(EXCERPT begins)

Illustrating the Parasitic Divergence
Hosts: "This economy is killing us!" Parasites: "No problem!"
I often write about the Parasitic Divergence. Using a metaformal socioeconomic extension of evolutionary theory, I explain it in terms of a divergence of economic classes, one of which (the overclass) plays the role of parasite while the other (the underclass) plays the role of host. Of special interest in this context is the kind of parasitism which utilizes “mind control”, i.e., manipulation of host physiology and behavior by means of various biological mechanisms.
In biology, parasitism is the nonbeneficial and usually harmful exploitation of living host organisms as nutritional, reproductive, or habitative resources by organisms of another species. This exploitation is accomplished by various means including infection (malaria, tapeworms, brain-eating amoebas), direct attack (leeches, mosquitoes, mistletoe), stealth (vampire bats, bedbugs), deception and mimicry (cuckoo birds, lampsilis mussels), and biochemical mind control (parasitoid wasps, cordyceps fungi) in every imaginable combination.
Parasitism also occurs on the social level. The order of social Hymenoptera (i.e., bees, wasps and ants) contains many parasitic species including dulotic or “slave-making” ants like Polyergus breviceps, which mimic and sometimes kill the queens of other ant species and then cheat the workers of their labor by chemical and behavioral subterfuge. In much the same way, humans can parasitize each other within our own species, and in the process, use all of these strategies in novel ways.

(EXCERPT ends)
(EXTRACTED RECORDS begins)

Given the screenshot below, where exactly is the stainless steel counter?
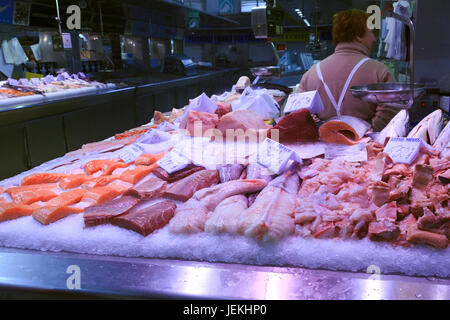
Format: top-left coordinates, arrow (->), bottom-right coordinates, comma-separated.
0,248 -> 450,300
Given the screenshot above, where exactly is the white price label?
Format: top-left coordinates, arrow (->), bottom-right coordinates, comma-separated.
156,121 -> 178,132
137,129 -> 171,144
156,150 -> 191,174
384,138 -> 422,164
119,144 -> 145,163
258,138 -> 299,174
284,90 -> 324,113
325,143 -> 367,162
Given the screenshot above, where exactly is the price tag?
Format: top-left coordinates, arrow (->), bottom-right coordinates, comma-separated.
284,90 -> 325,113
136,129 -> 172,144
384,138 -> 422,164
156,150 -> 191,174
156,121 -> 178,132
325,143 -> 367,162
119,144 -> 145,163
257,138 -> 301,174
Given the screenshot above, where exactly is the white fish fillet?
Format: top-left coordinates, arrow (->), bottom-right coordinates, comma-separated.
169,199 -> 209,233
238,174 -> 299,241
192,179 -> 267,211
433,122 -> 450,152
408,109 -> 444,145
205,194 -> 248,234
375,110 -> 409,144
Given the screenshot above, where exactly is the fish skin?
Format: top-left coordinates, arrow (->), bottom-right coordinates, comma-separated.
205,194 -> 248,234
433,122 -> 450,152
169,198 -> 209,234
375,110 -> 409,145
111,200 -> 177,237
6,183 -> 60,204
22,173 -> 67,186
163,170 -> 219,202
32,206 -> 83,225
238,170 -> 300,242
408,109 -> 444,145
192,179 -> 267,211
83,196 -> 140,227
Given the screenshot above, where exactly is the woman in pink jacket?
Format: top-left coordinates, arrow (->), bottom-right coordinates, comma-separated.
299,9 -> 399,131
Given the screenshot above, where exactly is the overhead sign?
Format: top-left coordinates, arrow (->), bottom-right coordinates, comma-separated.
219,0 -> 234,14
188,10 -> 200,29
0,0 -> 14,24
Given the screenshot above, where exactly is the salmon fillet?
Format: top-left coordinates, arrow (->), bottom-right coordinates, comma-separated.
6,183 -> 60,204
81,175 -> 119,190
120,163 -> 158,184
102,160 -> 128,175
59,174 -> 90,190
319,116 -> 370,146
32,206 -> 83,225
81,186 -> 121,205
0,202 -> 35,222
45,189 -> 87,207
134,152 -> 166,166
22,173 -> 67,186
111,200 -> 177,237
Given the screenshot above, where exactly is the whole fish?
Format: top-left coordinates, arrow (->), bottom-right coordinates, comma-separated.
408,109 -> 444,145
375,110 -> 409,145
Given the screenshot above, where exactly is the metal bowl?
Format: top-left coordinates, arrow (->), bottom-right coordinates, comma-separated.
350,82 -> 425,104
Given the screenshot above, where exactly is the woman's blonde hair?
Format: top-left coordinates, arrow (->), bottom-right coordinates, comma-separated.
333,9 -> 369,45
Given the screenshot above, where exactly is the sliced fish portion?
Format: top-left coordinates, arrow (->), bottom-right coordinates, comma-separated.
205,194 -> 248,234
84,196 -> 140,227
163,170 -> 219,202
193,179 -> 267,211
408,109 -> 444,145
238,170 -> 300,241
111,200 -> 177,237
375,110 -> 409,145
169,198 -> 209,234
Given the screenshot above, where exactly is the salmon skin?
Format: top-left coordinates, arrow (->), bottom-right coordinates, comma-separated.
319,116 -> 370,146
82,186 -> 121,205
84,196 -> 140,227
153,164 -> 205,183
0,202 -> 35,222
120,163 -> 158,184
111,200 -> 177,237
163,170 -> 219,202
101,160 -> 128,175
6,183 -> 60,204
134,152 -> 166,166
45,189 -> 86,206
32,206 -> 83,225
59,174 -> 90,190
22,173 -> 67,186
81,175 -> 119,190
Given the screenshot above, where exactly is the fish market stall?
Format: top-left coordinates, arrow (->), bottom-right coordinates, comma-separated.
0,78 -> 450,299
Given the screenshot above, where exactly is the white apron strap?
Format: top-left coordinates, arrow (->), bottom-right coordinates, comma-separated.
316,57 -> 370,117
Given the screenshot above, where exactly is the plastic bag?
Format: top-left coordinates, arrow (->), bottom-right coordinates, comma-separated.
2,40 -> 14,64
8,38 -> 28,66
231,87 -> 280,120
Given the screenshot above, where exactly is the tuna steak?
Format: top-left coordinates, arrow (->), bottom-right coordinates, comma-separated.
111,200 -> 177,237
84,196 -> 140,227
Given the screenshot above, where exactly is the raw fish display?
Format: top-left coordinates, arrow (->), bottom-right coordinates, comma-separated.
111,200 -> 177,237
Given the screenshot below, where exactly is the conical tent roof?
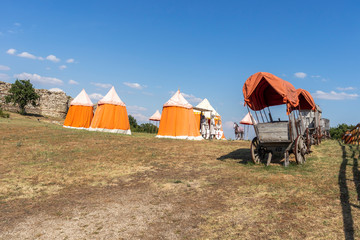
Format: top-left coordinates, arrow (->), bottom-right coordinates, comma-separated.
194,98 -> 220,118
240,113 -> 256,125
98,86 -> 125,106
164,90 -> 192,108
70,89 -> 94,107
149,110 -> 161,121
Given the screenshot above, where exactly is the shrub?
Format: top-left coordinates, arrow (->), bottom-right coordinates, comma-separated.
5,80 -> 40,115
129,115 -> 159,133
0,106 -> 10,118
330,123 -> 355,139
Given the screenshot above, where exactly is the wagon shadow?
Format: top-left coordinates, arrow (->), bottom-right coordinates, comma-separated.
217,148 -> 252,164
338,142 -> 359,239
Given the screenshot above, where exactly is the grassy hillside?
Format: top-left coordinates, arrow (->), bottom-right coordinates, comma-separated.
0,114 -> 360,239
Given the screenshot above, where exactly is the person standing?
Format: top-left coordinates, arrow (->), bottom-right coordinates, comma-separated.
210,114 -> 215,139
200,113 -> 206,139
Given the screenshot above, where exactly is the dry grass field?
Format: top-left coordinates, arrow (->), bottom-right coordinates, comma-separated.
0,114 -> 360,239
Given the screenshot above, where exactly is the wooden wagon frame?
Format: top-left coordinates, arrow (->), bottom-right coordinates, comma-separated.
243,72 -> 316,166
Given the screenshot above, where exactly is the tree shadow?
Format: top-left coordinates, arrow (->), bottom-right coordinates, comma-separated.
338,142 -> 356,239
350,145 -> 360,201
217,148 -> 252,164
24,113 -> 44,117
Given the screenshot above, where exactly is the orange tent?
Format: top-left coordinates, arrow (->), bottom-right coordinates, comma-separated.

(EXTRACTED RECORDS ends)

- [LIST OF TASKS]
1. Based on the passage on the Parasitic Divergence, answer yes or no to each statement, quoting the words from the passage that decide it: (a) Mistletoe is listed as an example of direct attack. (b) The underclass plays the role of parasite. (c) Polyergus breviceps is named as a dulotic or slave-making ant.
2. Write the next part of the passage on the Parasitic Divergence, picking up after its final sentence.

- [EXPECTED RESPONSES]
1.
(a) Yes: "direct attack (leeches, mosquitoes, mistletoe)"
(b) No: "one of which (the overclass) plays the role of parasite while the other (the underclass) plays the role of host"
(c) Yes: "dulotic or “slave-making” ants like Polyergus breviceps"

2.
There is something strange and disturbing in the parasitization of a species by its own members: where the parasitism is sufficiently widespread and destructive, it amounts to self-genocide. Given the likelihood of catastrophe, the parasites and their hosts are equally irrational in practicing and/or complying with parasitism. But while human beings, in principle, are strong and intelligent enough to resist parasitism by other human beings, we have a glaring weakness: susceptibility to delusion, especially as a function of deliberate mind-control.
Targeted with modern techniques of deception and suggestion, we can mistake intensive systematic parasitism for mutually beneficial symbiosis, destructive technology for beneficial innovation, and false narratives for truth.